§ **Written request**
In the passage about characters from Isaac Asimov's Robot series, return the portion from "The daughter of" to "it telepathic powers." word for word.

§ **Selected text**
She first appears in the book The Naked Sun, which is set on Solaria, a planet with ten thousand robots for every human being, and where most people cannot tolerate the personal presence of other people. When Gladia's husband is murdered, she is the chief suspect because he would not have allowed anyone else near him. After Elijah Baley solves the murder case, proving that she is not responsible (though she was the one who delivered the actual blow, she appears unaware of that fact, and Baley doesn't share it with others), Gladia moves to Aurora.

In The Robots of Dawn, Elijah and Gladia meet again, this time on Aurora. They become lovers, and Gladia still has vivid memories of him 160 years after his death (as a Spacer, she has a lifespan of several centuries). In Robots and Empire she meets and falls in love with a seventh-generation descendant of Elijah Baley, named Daneel Giskard Baley, travels with him to Solaria and Baleyworld, and then decides to go to Earth and work for peace between Spacers and Settlers.

In Foundation and Earth, one character tells a story to another concerning a Spacer woman who fell in love with a Settler captain, a reference to Gladia.

==Han Fastolfe==
Dr. Han Fastolfe is a fictional character in Isaac Asimov's Robot series. A Spacer scientist from the planet Aurora, he specializes in creating robots that mimic the outward appearance of human beings—androids, although Asimov calls them "humaniform robots". His most significant creations are R. Daneel Olivaw and R. Jander Panell. R. Giskard Reventlov is another of his creations, though he is not a humaniform robot, having a metal exterior. Fastolfe is Elijah Baley's chief Spacer ally; together, he and Baley are key figures in the human race's expansion into the Galaxy.

==Vasilia Fastolfe==
Vasilia Fastolfe (also known as Vasilia Aliena) is a character from Isaac Asimov's Robot series. She is short and looks similar to Gladia Solaria.

The daughter of the roboticist Han Fastolfe, who while manipulating R. Giskard Reventlov, the robot assigned to her by her father, unwittingly gave it telepathic powers.

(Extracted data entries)
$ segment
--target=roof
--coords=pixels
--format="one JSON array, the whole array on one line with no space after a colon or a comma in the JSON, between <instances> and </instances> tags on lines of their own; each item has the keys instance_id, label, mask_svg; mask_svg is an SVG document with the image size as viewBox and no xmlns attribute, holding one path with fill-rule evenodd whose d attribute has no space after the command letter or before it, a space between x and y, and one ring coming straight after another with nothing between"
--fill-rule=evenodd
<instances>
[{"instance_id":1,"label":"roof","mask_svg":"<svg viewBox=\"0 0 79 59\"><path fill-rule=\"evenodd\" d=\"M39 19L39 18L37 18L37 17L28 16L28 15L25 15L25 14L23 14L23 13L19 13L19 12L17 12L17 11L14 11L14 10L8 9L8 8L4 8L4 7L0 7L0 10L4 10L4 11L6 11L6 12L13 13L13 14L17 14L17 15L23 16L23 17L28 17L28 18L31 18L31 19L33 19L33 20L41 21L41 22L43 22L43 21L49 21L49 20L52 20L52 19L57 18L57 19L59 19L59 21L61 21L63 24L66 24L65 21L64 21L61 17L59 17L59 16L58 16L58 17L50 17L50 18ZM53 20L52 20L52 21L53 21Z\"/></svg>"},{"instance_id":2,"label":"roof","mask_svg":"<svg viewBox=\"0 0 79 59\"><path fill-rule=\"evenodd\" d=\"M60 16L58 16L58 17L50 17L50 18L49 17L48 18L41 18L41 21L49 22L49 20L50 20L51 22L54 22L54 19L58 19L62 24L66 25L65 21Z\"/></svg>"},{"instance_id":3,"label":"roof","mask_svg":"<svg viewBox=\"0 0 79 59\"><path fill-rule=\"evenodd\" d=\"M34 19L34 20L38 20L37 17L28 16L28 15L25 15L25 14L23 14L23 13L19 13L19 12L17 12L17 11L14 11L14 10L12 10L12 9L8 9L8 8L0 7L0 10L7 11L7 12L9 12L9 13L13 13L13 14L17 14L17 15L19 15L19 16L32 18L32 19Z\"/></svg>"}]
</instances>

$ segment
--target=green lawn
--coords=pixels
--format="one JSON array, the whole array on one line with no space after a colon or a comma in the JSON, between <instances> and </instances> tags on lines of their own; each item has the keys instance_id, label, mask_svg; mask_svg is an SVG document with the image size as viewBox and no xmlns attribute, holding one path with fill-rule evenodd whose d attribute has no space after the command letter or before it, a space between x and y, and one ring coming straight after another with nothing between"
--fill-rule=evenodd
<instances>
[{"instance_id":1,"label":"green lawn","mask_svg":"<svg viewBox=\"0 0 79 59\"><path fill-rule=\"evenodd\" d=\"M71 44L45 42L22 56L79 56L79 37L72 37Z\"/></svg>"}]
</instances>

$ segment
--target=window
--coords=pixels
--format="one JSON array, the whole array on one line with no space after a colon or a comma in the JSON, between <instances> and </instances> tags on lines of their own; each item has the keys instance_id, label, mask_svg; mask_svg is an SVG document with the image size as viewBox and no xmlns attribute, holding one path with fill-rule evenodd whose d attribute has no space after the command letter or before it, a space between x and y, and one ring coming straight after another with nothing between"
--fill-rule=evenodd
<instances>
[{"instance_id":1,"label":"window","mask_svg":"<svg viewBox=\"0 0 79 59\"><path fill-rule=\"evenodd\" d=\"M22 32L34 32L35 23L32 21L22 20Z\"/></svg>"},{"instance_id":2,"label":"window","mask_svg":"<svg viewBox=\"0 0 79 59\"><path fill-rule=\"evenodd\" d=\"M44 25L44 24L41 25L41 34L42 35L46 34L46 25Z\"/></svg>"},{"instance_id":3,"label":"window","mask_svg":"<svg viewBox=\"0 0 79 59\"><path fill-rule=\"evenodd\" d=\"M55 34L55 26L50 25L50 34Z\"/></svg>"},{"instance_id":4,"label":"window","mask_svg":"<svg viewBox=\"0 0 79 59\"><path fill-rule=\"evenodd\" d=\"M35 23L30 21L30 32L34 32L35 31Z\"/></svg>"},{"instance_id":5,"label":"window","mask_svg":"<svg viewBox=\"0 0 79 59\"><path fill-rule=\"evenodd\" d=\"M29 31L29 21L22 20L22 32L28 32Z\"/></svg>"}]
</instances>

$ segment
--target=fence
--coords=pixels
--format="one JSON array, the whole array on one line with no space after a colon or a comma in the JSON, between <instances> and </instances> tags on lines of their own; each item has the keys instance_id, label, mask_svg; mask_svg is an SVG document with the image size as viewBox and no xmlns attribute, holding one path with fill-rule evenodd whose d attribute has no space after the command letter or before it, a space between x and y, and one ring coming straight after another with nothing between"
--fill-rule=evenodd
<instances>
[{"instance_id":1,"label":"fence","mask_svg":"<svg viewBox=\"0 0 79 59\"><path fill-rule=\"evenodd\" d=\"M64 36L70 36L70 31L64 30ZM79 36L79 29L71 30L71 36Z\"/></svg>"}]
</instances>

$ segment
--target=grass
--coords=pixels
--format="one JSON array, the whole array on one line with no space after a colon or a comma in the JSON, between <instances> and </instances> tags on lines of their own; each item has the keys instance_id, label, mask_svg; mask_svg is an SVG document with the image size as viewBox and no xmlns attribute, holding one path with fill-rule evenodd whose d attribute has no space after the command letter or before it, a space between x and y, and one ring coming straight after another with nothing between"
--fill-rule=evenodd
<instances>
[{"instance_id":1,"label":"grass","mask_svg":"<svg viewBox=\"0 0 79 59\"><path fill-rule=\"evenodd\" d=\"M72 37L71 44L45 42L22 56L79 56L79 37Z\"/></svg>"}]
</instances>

==

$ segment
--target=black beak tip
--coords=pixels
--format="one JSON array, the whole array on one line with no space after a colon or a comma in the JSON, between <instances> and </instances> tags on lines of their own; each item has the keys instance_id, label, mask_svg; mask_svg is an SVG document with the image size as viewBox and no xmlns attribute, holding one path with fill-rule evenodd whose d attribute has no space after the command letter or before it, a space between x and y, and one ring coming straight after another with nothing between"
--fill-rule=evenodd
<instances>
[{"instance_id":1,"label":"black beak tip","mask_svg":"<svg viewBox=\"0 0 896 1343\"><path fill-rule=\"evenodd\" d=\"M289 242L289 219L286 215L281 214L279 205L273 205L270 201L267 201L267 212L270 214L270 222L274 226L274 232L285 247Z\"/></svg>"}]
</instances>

---

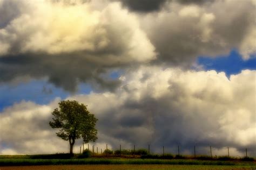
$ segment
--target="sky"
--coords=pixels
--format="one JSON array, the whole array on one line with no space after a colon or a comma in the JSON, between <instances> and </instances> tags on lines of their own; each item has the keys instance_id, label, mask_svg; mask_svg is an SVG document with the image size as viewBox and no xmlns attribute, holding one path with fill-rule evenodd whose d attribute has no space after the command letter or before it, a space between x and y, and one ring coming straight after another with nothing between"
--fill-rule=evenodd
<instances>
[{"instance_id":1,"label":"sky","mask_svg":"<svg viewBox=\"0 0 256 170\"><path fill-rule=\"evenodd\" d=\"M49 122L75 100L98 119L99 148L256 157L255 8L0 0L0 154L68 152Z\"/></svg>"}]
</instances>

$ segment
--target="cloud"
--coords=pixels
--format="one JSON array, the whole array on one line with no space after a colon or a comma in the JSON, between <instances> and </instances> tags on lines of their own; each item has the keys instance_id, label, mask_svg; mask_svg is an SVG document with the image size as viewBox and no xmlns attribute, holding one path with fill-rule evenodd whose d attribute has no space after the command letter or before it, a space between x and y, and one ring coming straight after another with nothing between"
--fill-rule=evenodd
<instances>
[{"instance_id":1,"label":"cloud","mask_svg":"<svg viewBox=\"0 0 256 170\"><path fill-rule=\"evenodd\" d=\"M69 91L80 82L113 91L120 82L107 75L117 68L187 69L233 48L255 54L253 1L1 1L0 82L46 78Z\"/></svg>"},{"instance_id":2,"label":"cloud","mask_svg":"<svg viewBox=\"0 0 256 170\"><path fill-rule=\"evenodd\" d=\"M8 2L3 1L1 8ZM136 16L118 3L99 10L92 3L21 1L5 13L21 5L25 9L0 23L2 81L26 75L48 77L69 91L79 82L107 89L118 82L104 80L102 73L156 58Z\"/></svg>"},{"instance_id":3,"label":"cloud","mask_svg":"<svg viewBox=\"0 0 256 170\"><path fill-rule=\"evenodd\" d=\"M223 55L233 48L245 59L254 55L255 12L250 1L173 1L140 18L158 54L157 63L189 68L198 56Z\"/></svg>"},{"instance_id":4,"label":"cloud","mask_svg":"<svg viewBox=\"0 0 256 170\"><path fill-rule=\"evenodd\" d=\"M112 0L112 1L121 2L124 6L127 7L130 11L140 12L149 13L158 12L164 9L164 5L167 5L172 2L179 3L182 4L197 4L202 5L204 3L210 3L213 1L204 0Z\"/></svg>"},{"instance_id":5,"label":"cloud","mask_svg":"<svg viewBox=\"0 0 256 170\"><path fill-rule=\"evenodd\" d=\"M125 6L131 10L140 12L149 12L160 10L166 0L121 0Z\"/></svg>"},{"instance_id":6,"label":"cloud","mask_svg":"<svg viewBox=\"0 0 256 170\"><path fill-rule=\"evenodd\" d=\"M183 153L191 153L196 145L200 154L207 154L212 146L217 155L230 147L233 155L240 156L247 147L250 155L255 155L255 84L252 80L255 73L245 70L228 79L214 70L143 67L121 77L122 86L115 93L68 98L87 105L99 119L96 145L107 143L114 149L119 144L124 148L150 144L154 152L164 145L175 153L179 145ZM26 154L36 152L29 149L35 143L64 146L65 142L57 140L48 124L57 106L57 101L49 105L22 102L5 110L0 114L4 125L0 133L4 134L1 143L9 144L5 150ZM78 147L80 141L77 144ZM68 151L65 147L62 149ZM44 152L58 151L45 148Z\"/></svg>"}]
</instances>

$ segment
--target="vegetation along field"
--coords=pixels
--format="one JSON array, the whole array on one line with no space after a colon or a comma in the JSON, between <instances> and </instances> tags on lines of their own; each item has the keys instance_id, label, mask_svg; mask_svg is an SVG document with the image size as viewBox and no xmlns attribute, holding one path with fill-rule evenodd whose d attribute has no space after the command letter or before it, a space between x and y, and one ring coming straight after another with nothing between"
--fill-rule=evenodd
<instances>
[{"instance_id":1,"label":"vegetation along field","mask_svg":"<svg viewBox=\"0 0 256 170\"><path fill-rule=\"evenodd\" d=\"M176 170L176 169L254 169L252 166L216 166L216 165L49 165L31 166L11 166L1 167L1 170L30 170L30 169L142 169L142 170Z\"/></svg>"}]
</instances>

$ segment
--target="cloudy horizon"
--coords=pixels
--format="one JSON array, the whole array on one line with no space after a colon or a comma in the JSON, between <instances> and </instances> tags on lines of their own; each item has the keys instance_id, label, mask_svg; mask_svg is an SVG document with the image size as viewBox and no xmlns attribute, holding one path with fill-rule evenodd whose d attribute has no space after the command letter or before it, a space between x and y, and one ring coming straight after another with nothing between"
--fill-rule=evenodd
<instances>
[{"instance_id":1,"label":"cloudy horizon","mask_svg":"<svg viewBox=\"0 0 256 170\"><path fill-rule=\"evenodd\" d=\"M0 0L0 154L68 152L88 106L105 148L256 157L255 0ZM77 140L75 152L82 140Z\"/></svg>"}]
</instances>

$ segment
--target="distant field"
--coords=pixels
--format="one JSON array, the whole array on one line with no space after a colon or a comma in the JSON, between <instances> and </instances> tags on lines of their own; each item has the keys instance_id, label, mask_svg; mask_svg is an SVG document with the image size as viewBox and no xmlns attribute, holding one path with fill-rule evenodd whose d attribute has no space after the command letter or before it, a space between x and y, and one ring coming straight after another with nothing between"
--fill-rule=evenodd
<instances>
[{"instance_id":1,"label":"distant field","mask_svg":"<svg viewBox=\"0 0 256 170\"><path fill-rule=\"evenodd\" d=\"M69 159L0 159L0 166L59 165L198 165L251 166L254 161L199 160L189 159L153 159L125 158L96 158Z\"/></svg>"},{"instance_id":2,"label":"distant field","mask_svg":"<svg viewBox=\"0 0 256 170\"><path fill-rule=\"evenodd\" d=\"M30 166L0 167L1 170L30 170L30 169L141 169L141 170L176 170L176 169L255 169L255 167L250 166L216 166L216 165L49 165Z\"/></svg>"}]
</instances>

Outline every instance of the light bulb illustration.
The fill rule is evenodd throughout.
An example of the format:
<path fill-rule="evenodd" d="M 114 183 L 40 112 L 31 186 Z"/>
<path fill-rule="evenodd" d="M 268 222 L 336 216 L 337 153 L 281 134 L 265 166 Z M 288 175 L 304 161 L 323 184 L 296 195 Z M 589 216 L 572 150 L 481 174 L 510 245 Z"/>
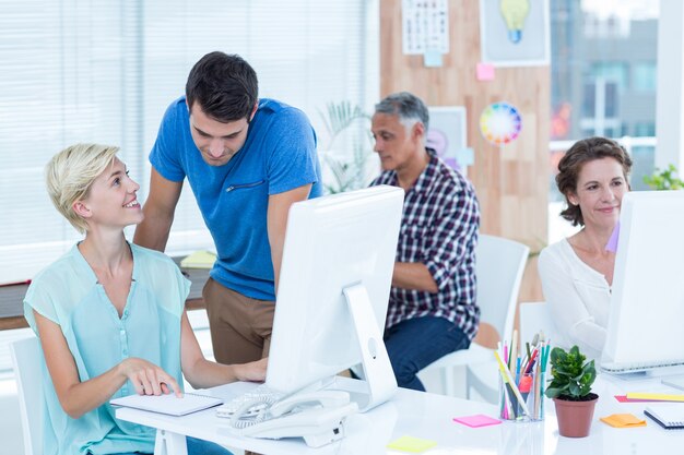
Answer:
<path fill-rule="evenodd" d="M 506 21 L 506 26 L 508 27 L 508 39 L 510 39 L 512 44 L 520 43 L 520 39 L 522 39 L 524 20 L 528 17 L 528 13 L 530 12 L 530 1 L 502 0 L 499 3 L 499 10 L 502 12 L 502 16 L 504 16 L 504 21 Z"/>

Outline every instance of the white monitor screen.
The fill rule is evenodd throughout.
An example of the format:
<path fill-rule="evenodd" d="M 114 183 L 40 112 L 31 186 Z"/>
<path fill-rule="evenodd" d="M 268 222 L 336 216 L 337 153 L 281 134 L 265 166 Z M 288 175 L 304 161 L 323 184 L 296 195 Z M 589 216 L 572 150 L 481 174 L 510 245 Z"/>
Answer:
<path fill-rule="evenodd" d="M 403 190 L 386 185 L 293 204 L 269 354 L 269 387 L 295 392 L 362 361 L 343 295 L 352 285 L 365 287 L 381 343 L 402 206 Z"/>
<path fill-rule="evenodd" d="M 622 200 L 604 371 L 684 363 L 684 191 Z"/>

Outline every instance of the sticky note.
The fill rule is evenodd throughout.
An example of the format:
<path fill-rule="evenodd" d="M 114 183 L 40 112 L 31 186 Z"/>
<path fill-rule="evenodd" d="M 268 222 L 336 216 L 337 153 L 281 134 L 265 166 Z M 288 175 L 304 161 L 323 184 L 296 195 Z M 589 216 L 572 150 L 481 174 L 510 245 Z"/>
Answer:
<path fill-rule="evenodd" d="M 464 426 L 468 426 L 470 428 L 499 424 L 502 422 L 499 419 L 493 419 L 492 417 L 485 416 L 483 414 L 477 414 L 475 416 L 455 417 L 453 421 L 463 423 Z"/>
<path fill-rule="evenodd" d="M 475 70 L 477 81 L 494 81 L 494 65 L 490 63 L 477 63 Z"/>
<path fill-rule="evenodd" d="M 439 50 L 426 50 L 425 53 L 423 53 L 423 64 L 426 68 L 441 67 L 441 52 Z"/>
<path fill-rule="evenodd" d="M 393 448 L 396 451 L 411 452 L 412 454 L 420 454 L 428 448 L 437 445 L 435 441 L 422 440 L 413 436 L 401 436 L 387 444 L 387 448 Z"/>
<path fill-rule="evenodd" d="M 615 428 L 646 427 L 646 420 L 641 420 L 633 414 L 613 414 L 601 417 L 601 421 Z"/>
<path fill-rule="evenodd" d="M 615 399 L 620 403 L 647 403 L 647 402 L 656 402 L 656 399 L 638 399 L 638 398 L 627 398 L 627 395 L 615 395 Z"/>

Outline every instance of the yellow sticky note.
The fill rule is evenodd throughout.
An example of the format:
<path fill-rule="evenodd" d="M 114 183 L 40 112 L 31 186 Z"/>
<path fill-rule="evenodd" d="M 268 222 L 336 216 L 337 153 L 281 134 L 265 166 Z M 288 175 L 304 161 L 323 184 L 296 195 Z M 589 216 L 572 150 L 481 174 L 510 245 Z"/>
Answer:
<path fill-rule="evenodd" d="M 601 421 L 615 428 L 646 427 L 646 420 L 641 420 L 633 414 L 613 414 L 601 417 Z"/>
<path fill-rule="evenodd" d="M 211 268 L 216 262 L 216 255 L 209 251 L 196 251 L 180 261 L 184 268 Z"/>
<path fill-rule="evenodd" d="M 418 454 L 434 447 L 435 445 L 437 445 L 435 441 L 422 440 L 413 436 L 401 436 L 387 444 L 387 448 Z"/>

§ **Answer in full**
The daughter of the roboticist Han Fastolfe, who while manipulating R. Giskard Reventlov, the robot assigned to her by her father, unwittingly gave it telepathic powers.